### Actions requises
1. D'après le texte sur Alain Baugé, pourquoi sa carrière est-elle moins connue du public ? Répondez en une à trois phrases.
2. Restituez le passage du texte sur Alain Baugé compris entre « On retrouva ensuite » et « grandes scènes nationales. », inclus.

### Document source
Au Châtelet, sa collaboration s’exerça à l’occasion de La Caravelle d’or, puis de Louisiane mes amours qu’il mit en scène. Il collabora avec Francis Lopez pour Les Trois Mousquetaires, et mit seul en scène Valses de Vienne et Le Pays du Sourire. Il suivit André Huet à Mogador où il exerça les mêmes fonctions. Là, il mit en scène Rêve de Valse, La Belle de Cadix, Valses de Vienne, Le Pays du Sourire et L’Aiglon. Sa carrière parisienne se termina en 1977 avec le changement de direction et de programmation du théâtre Mogador.
On retrouva ensuite Alain Baugé en province pour de nombreuses mises en scène. En 1984, il fut nommé coordinateur aux Chorégies d’Orange. Il fut également directeur de scène à l’Opéra de Nice.
Moins connue du public en raison de sa spécialisation en « amont » du spectacle, à une époque où les metteurs en scène ne faisaient pas la « une » comme aujourd’hui, la carrière d’Alain Baugé n’en a pas été pour autant négligeable, loin s’en faut. C’était un grand professionnel qui s’était distingué, comme cette brève évocation le montre, sur de grandes scènes nationales.

### Données fournies
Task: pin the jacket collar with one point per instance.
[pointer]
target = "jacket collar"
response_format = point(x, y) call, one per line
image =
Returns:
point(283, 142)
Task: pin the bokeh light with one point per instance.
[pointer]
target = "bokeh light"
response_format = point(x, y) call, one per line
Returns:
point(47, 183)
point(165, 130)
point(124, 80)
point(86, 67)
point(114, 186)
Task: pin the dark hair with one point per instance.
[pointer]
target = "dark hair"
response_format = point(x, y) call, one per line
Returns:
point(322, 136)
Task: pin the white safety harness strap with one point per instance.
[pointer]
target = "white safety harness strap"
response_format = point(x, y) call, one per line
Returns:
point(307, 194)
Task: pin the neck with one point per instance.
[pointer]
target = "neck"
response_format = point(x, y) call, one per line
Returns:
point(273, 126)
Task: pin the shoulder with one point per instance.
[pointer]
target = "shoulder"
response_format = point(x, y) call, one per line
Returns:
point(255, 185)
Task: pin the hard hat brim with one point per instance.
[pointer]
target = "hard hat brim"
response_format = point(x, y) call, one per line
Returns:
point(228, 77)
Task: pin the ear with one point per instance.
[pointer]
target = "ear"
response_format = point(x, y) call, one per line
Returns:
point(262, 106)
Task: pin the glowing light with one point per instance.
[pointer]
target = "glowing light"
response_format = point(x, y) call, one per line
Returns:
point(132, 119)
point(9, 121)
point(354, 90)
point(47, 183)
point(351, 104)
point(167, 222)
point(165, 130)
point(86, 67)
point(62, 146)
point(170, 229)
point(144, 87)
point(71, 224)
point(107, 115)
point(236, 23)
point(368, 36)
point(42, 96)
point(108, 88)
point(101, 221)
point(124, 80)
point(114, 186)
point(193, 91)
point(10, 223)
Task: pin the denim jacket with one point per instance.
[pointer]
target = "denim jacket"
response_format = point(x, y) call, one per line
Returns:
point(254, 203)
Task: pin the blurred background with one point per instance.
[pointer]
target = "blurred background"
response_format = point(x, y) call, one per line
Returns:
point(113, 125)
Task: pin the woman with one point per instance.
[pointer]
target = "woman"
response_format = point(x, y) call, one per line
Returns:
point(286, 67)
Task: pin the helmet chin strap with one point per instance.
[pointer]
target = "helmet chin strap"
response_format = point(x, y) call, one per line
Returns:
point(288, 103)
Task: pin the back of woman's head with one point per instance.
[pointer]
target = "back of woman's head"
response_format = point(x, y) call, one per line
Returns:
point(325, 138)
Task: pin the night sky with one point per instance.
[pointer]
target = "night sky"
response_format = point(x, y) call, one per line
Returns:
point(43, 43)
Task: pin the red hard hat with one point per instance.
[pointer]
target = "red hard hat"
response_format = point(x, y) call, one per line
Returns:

### Réponses
1. Sa carrière est moins connue du public parce qu'il était spécialisé en « amont » du spectacle. De plus, à son époque, les metteurs en scène ne faisaient pas la « une » comme aujourd'hui.

2.
On retrouva ensuite Alain Baugé en province pour de nombreuses mises en scène. En 1984, il fut nommé coordinateur aux Chorégies d’Orange. Il fut également directeur de scène à l’Opéra de Nice.
Moins connue du public en raison de sa spécialisation en « amont » du spectacle, à une époque où les metteurs en scène ne faisaient pas la « une » comme aujourd’hui, la carrière d’Alain Baugé n’en a pas été pour autant négligeable, loin s’en faut. C’était un grand professionnel qui s’était distingué, comme cette brève évocation le montre, sur de grandes scènes nationales.